* Given text *
━━━━━━━━━━━━━━━━

In the block logic, pressing the Speak button triggers the speech recognizer to produce recognized text. That recognized text becomes the prompt sent to the ChatGPT API via a dedicated procedure (named for sending to ChatGPT). When the API returns a response, the app parses the JSON-like dictionary structure to extract the actual answer content—using dictionary “get value for key” steps and a JSON text decode operation. The app then updates the avatar by switching the WebViewer to the talking GIF, speaks the extracted response using text-to-speech, and finally switches the avatar back to the still image after speaking completes.
Two configuration details matter for output quality: the “temperature” value controls randomness (the tutorial suggests 0 for more controlled replies and 0.9 for more creative ones), and the token limit is set using a numeric block (suggested around 200) to avoid errors and to bound response length. The tutorial also notes platform limits: the approach won’t work on iPhone, and Android testing is required. For newer Android versions, the APK may need manifest permission edits (record audio) using an APK editor, and the app must be granted microphone permission at runtime.
Overall, the build turns MIT App Inventor into a full voice loop—speech-to-text, ChatGPT text generation, and text-to-speech—while keeping the logic modular enough to swap assets and tune response behavior through temperature and token settings.
Cornell Notes
The core build replaces scripted chatbot replies with live ChatGPT API calls inside an MIT App Inventor voice app. Speech recognition converts what the user says into text, that text is sent as a prompt to ChatGPT using an API key, and the returned response is parsed from JSON/dictionaries to extract the answer. The app then uses text-to-speech to speak the answer and switches between “girl still” and “girl talking” images in a WebViewer to match speaking. Temperature and token limits control how creative and how long the responses are. The setup is Android-focused and may require APK manifest permission edits for microphone access on newer Android versions.
Why does the project generate and store an OpenAI API key, and what happens if it’s lost?
How does the app turn spoken input into a ChatGPT prompt?
What’s the role of JSON/dictionaries in extracting the ChatGPT answer?
How does the app synchronize the avatar animation with speech output?
Which settings control response style and why are they implemented as numeric blocks?
What platform and permission constraints affect whether the app works?
Review Questions
- In what order do speech recognition, ChatGPT API calling, JSON/dictionary parsing, and text-to-speech occur in the MIT App Inventor blocks?
- How do temperature and token limits change the chatbot’s responses, and what block types must they be set to?
- What specific dictionary keys and indexing steps are used to extract the generated answer from the ChatGPT response structure?
Key Points
- 1
Generate an OpenAI API key and paste it into MIT App Inventor requests using the “Bearer” authorization field; losing the key requires creating a new one.
- 2
Use curl-to-blocks output to build the HTTP request structure, then send the recognized speech text as the ChatGPT prompt.
- 3
Set temperature and token limits as numeric blocks (e.g., temperature 0 or 0.9; tokens around 200) to control creativity and avoid block errors.
- 4
Parse the ChatGPT response via JSON/dictionary operations to extract the actual answer content from nested keys like “choices” and a specific index.
- 5
Switch the WebViewer between “girl still” and “girl talking” assets based on the speech lifecycle (before and after text-to-speech).
- 6
Rely on an imported speech recognition extension to capture speech without repeatedly showing Google’s speech dialog.
- 7
Test on Android and ensure microphone permissions are granted; newer Android versions may require editing the APK manifest for record audio permission.

━━━━━━━━━━━━━━━━

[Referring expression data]
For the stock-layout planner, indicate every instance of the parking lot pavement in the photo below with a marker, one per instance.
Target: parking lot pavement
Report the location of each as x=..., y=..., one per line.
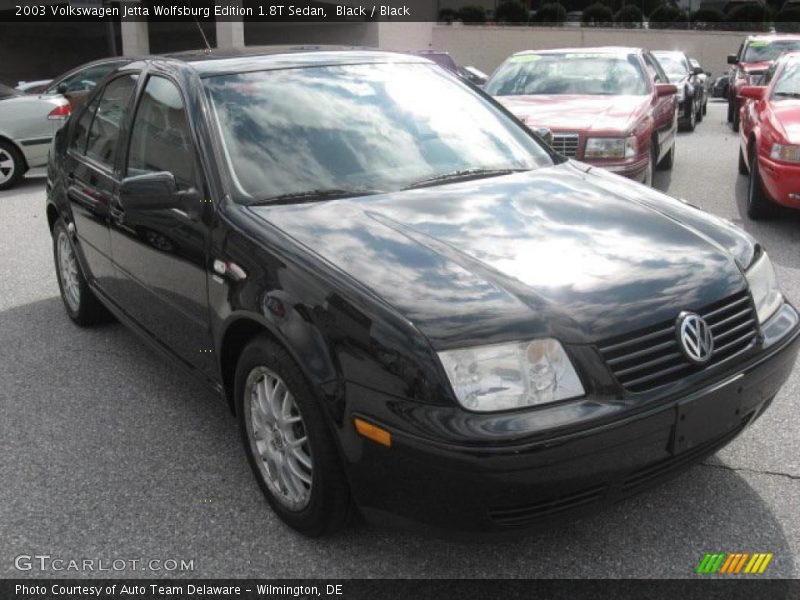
x=109, y=453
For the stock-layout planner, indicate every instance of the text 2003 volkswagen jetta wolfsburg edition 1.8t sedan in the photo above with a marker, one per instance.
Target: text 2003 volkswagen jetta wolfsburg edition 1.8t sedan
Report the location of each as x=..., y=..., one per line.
x=413, y=306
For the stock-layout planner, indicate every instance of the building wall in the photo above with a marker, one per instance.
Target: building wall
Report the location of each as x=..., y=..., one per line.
x=487, y=46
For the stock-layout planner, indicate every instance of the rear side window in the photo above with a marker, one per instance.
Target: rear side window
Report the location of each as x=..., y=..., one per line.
x=104, y=133
x=160, y=137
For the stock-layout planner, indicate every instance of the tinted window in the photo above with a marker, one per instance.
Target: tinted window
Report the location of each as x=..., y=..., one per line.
x=104, y=133
x=160, y=138
x=378, y=127
x=569, y=73
x=81, y=130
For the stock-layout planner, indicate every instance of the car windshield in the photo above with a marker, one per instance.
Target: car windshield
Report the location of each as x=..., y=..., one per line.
x=765, y=50
x=569, y=73
x=333, y=131
x=788, y=85
x=674, y=65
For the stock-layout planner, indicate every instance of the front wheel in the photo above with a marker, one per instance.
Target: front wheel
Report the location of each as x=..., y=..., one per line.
x=81, y=304
x=287, y=440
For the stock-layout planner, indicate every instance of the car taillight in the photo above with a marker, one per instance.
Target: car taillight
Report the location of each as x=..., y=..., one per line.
x=59, y=113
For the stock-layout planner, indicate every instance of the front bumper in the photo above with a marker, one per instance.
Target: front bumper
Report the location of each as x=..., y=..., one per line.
x=781, y=181
x=504, y=488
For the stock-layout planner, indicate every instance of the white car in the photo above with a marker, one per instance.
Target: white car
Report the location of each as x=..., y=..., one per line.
x=27, y=126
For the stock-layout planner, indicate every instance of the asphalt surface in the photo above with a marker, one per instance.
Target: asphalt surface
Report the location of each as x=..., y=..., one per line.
x=106, y=452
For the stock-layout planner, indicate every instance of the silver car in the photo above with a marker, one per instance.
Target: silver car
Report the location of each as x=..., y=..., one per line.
x=27, y=126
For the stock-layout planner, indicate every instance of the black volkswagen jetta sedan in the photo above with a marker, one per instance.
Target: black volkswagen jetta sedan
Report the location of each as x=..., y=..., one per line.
x=413, y=306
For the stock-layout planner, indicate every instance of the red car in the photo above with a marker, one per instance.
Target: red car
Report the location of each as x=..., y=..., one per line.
x=769, y=137
x=609, y=107
x=752, y=60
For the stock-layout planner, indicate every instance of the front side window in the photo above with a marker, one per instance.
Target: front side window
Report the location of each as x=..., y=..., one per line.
x=160, y=136
x=581, y=73
x=380, y=127
x=101, y=144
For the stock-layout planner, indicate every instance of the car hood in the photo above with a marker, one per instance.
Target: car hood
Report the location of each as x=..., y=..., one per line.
x=577, y=112
x=565, y=251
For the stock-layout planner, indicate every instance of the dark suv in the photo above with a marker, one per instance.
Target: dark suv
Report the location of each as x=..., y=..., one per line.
x=411, y=303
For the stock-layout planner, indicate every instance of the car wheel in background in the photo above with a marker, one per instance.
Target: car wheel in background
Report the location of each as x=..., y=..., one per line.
x=758, y=205
x=81, y=304
x=287, y=441
x=12, y=165
x=742, y=164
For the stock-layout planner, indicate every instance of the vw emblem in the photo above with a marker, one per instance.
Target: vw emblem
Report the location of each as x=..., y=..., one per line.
x=695, y=337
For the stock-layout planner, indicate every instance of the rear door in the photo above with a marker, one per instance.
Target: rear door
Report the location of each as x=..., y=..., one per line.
x=90, y=172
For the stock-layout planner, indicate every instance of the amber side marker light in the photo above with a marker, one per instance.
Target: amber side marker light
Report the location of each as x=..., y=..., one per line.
x=374, y=433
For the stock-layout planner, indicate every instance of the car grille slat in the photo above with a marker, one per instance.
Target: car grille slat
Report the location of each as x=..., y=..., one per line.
x=566, y=144
x=646, y=359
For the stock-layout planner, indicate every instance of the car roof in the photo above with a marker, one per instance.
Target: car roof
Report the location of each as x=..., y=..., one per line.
x=593, y=50
x=261, y=58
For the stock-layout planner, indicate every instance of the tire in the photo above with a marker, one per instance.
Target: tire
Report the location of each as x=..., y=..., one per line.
x=315, y=507
x=758, y=205
x=668, y=161
x=79, y=300
x=12, y=165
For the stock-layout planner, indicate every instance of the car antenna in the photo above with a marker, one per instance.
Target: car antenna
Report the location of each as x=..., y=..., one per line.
x=202, y=33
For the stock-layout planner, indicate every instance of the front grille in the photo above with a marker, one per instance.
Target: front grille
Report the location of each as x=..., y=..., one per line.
x=649, y=358
x=566, y=144
x=521, y=515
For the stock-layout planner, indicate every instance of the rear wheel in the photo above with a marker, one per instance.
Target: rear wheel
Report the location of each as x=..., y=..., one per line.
x=288, y=442
x=81, y=304
x=758, y=205
x=12, y=165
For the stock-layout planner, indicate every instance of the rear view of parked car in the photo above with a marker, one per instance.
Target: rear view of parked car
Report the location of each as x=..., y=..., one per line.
x=690, y=81
x=27, y=126
x=769, y=138
x=610, y=107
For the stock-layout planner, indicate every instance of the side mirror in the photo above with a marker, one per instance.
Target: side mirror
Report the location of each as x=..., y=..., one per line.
x=151, y=191
x=666, y=89
x=753, y=92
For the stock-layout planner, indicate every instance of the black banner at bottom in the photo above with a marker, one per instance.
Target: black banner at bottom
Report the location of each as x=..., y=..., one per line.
x=411, y=589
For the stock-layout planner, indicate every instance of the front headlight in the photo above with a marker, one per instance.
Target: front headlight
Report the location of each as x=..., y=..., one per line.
x=610, y=148
x=764, y=287
x=515, y=375
x=789, y=152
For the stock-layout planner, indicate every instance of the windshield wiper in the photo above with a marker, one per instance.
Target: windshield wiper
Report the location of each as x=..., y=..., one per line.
x=462, y=175
x=315, y=196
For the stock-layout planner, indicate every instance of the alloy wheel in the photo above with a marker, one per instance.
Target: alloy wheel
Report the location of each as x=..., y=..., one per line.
x=278, y=439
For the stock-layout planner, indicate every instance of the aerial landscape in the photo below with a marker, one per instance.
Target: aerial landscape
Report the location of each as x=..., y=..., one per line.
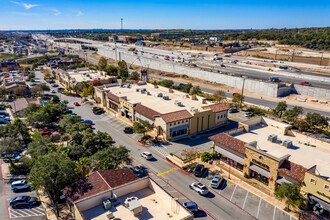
x=164, y=110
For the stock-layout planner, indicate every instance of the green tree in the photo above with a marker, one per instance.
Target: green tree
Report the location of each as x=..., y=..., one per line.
x=291, y=193
x=43, y=86
x=292, y=114
x=102, y=65
x=195, y=90
x=280, y=109
x=51, y=173
x=141, y=127
x=112, y=70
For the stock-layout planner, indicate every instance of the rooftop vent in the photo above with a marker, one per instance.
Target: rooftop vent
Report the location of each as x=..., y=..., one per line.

━━━━━━━━━━━━━━━━

* Activities *
- 1) List the stages of the full voice loop that the sentence beginning "Overall, the build" in the tutorial notes attributes to the build.
- 2) In the tutorial notes, copy the text from "How does the app turn" up to and including "App Inventor blocks?".
- 3) Answer these from the tutorial notes:
(a) What temperature value is suggested for more creative replies?
(b) Between which two images does the WebViewer switch?
(c) What does losing the OpenAI API key require?

* Written answers *
- 1)
- speech-to-text
- ChatGPT text generation
- text-to-speech

- 2)
How does the app turn spoken input into a ChatGPT prompt?
What’s the role of JSON/dictionaries in extracting the ChatGPT answer?
How does the app synchronize the avatar animation with speech output?
Which settings control response style and why are they implemented as numeric blocks?
What platform and permission constraints affect whether the app works?
Review Questions
- In what order do speech recognition, ChatGPT API calling, JSON/dictionary parsing, and text-to-speech occur in the MIT App Inventor blocks?

- 3)
(a) 0.9
(b) "girl still" and "girl talking"
(c) Creating a new one.